* START Text excerpt *

Tuesday, April 26, 2011

Be More Than

      Soooo, one thought has been ever present in my mind the last couple weeks. Be more than. I have been on the roller coaster of emotion as I plan my initial trip to Italy. Am I being tested? Do I follow my gut (since it is not happy at present)? Do I force a leave by date just so that I know that I am going? Am I meant to feel anxious and nauseated over this? I am sure you all have a different answer for me, based mostly on what you would do. I have decided that since I am not at peace right now, then it is okay to postpone a few more months, my departure.
      And after talking myself out of beating myself up, just about every day, for not leaving the beginning of next month, I have come to the conclusion that I need to be at peace with at least some of the aspects of my trip. Stress is not my friend and I need to forgive myself. Reading a friends blog last week, she reminded me of a passage in Elizabeth Gilbert's book Eat, Pray, Love. It goes as follows:  "GOD long ago drew a circle in the sand exactly around the spot where you are standing right now. I was never not coming here. This was never not going to happen."
      As the tears fall onto the keyboard as I type this, I know my time is coming. It just isn't right now. I believe this dream of moving to Italy was put in my heart by GOD. As such, I believe it will come to fruition when it is supposed to. Not only when I want it to. This is, after all, also a journey of Faith for me. And I do think I may still have a bit of work on keeping the Faith in me.

* END Text excerpt *

Prompt A:
In the blog post, which book holds the passage about a circle drawn in the sand?

* START Source records *

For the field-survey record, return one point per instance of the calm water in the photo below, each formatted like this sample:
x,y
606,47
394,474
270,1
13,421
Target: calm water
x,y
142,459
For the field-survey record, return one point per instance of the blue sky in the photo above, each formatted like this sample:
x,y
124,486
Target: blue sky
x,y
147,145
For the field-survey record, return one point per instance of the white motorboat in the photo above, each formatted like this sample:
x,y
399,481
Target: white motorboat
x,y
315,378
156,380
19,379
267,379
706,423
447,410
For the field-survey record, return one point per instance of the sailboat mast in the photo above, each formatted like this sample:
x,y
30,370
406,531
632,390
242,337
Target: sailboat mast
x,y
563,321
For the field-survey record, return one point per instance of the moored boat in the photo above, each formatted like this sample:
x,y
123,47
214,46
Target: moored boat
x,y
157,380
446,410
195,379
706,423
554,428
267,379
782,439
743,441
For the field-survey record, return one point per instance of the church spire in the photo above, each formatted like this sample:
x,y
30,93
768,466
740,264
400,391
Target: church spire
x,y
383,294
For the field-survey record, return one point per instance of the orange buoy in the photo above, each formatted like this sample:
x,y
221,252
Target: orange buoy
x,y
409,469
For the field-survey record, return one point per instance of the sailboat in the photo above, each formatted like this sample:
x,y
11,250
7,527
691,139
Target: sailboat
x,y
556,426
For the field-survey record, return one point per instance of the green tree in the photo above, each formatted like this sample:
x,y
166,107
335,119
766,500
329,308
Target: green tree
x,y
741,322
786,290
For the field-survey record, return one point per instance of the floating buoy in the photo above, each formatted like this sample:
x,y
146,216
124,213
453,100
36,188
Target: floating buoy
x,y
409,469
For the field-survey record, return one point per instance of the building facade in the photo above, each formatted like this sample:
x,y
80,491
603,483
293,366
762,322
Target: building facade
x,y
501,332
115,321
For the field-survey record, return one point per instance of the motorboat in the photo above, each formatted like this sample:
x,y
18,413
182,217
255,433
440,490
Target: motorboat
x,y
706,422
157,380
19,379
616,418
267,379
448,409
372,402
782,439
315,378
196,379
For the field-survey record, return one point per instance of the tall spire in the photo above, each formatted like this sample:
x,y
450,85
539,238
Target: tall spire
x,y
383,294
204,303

* END Source records *

Prompt B:
Report how many lines of the listing contain the string "floating". Case counts. Give only the number.

Output A:
Elizabeth Gilbert's book Eat, Pray, Love.

Output B:
2